TEXTO DE REFERENCIA:
= = = =
# Conectar cable USB directamente a la corriente



## adrianmacia (May 8, 2018)

Hola!
Soy nuevo en el foro y no tengo mucha idea de electrónica, y a ver si me podeis echar una mano.

Me acabo de comprar una cámara de vigilancia de Xiaomi. Esta cámara está alimentada por un cable usb y el otro extremo va al enchufe, como si se tratara de un cargador de móvil.

El problema es que la quiero instalar en el exterior, junto a una caja estanca donde me gustaría hacer ahí el empalme y conectarla directamente a la corriente, pero no tengo ni idea de si esto es posible realizarlo.

Esta es la cámara por detrás, para que veáis el tipo de conexión.




¿Se puede conectar un cable usb directamente a la corriente?, si no es así, ¿que necesito para poder conectar una cámara alimentada por usb directamente a la corriente?

Muchas gracias!


----------



## sergiot (May 8, 2018)
= = = =
DATOS PROPORCIONADOS:
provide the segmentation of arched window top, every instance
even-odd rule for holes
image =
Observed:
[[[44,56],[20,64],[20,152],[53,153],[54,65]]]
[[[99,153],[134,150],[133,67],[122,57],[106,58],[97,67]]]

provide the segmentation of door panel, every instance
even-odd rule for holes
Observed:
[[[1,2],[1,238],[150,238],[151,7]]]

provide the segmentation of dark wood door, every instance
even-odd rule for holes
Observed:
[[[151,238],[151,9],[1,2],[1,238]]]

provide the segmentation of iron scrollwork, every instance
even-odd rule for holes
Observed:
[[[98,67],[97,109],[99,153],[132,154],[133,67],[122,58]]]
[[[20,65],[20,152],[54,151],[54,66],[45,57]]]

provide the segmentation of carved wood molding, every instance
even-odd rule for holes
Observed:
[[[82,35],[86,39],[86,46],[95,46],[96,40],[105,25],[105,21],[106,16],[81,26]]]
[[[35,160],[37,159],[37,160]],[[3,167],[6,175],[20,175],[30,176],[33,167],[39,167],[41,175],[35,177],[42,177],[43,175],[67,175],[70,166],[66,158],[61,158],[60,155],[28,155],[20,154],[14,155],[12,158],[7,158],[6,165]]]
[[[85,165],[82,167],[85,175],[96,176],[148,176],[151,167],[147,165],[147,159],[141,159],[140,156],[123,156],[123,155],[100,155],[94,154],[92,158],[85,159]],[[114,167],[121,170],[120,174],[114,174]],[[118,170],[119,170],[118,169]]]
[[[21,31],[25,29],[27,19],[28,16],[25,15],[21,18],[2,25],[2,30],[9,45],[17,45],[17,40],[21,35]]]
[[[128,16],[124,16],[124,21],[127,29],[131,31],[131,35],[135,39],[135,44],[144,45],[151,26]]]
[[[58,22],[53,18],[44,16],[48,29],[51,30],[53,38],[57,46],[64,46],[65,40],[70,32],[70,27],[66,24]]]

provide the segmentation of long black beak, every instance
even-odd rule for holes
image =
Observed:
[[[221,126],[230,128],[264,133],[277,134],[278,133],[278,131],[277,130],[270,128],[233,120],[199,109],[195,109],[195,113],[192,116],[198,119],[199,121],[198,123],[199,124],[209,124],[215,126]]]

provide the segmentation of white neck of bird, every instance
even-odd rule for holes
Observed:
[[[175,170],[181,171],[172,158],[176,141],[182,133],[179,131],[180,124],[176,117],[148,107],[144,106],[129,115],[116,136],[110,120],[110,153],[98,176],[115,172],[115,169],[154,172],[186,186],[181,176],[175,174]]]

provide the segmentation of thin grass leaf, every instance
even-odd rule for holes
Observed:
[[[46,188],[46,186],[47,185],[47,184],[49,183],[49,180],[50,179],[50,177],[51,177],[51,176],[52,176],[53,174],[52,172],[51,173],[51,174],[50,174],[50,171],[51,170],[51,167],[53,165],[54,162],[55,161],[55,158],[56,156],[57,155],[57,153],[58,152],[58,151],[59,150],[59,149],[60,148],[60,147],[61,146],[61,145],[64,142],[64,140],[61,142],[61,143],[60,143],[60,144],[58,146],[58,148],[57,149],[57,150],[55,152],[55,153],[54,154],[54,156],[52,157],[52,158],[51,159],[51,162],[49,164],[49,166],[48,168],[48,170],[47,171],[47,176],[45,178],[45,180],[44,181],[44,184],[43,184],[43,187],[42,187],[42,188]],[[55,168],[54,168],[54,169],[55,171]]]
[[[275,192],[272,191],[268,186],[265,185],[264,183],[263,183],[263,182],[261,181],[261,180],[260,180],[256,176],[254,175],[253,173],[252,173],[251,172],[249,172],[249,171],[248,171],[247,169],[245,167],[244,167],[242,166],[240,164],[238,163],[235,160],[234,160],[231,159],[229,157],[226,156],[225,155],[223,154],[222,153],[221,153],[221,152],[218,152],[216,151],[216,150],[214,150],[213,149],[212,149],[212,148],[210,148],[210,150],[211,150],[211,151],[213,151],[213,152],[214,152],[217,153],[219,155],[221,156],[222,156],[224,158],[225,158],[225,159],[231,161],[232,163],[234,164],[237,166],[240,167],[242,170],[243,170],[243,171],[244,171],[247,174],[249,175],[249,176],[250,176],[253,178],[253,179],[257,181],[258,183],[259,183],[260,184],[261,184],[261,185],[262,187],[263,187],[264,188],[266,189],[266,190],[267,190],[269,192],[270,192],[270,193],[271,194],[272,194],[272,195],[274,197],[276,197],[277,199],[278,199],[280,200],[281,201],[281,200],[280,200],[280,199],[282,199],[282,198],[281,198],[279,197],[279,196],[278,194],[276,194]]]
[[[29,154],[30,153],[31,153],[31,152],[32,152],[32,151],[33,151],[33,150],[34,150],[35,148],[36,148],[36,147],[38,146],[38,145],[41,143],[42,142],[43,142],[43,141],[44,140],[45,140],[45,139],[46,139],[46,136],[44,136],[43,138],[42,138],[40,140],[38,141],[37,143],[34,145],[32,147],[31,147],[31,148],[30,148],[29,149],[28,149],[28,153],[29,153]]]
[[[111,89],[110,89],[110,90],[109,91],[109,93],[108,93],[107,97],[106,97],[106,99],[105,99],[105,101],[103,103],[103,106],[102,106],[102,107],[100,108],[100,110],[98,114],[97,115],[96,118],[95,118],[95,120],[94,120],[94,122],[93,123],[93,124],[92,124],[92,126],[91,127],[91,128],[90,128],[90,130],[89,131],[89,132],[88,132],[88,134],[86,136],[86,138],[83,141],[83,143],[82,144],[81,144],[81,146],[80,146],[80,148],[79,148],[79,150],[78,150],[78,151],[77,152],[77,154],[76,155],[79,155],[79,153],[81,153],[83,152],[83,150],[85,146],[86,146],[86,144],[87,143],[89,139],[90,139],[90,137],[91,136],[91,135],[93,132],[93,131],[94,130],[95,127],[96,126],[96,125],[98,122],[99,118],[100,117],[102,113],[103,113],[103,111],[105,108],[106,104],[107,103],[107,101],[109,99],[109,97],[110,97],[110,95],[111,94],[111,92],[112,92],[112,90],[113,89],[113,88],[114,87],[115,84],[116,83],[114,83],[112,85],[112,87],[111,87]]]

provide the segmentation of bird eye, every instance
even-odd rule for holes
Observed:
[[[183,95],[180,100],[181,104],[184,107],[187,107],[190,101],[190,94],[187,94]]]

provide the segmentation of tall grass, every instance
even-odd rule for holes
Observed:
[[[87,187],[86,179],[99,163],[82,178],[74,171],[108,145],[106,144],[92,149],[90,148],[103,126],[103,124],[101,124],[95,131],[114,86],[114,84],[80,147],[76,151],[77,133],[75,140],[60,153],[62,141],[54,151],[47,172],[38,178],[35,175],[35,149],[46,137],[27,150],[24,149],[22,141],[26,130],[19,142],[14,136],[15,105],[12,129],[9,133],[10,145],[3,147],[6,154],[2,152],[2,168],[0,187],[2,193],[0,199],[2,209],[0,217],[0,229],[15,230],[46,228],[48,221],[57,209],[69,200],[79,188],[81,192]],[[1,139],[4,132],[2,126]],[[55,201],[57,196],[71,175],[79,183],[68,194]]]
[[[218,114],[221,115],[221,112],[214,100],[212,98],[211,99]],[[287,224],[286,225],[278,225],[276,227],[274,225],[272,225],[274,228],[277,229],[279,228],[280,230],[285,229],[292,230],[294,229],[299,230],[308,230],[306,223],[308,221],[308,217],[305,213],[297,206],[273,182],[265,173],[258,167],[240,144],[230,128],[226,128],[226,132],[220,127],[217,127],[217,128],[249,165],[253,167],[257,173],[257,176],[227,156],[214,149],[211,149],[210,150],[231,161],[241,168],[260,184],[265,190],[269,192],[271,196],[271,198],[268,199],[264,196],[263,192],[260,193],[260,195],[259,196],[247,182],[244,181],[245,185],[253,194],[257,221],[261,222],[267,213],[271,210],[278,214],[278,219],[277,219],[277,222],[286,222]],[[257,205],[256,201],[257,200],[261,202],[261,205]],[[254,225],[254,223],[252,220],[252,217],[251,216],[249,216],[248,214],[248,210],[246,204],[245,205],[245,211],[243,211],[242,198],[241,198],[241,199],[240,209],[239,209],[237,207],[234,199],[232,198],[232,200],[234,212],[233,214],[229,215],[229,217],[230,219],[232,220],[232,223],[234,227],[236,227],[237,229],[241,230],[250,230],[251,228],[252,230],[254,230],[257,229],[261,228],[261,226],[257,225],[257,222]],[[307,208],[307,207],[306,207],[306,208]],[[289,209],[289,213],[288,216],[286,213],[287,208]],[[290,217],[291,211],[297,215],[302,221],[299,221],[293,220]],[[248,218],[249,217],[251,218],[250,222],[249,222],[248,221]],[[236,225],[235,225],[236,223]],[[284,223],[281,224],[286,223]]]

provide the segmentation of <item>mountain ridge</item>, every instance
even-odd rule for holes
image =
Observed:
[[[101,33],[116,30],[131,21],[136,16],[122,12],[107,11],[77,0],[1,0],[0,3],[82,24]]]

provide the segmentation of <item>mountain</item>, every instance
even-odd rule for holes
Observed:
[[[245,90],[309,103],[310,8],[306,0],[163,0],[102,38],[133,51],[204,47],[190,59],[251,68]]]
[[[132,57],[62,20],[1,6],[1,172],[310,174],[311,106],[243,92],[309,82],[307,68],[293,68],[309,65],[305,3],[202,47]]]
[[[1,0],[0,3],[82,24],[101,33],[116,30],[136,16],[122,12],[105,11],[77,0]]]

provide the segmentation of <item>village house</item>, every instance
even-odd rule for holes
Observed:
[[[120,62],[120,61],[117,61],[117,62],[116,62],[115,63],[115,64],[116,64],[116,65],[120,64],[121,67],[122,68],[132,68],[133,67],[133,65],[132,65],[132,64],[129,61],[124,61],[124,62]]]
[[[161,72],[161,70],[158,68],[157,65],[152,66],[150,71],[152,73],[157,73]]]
= = = =
EJERCICIOS:
[1] ¿Cómo se traduce al inglés esta oración del texto de referencia: "Esta cámara está alimentada por un cable usb y el otro extremo va al enchufe, como si se tratara de un cargador de móvil."?
[2] ¿Cuál sería un resumen del texto de referencia en dos oraciones?
[3] Contesta estas preguntas sobre el texto de referencia:
(a) ¿Cuánto dice saber el autor del mensaje sobre electrónica?
(b) ¿De qué marca es la cámara de vigilancia?
(c) ¿Junto a qué quiere instalar la cámara en el exterior?

SOLUCIONES:
[1] This camera is powered by a USB cable, and the other end goes into the outlet, as if it were a phone charger.

[2] El autor del mensaje, nuevo en el foro y con poca idea de electrónica, explica que se ha comprado una cámara de vigilancia de Xiaomi alimentada por un cable USB que va al enchufe como un cargador de móvil. Como quiere instalarla en el exterior y hacer el empalme en una caja estanca, pregunta si se puede conectar un cable USB directamente a la corriente y, si no, qué necesita para hacerlo.

[3]
(a) Dice que no tiene mucha idea de electrónica.
(b) Es de Xiaomi.
(c) Junto a una caja estanca.